- REQUIRED WORK: From the line holding "positive clicks: (179, 303) (183, 296)" to the final line of the entries, set down each line exactly, including both, and nothing more.

Data entries
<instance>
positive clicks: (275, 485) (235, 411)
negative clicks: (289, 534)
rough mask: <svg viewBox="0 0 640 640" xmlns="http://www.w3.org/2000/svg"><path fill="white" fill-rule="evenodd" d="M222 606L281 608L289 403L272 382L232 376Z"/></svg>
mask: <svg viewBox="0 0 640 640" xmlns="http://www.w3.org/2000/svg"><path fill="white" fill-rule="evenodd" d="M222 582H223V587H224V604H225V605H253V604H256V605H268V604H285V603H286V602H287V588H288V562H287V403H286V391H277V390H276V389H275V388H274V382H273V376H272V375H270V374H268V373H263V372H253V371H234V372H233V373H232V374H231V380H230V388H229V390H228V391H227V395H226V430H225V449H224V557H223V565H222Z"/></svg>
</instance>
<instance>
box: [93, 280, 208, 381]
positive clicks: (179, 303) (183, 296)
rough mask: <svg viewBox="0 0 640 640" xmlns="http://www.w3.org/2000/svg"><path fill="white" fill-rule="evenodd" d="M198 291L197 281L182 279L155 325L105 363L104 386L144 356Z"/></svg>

- TASK OUTPUT:
positive clicks: (179, 303) (183, 296)
rough mask: <svg viewBox="0 0 640 640" xmlns="http://www.w3.org/2000/svg"><path fill="white" fill-rule="evenodd" d="M198 291L197 281L182 279L155 325L105 363L104 386L144 356Z"/></svg>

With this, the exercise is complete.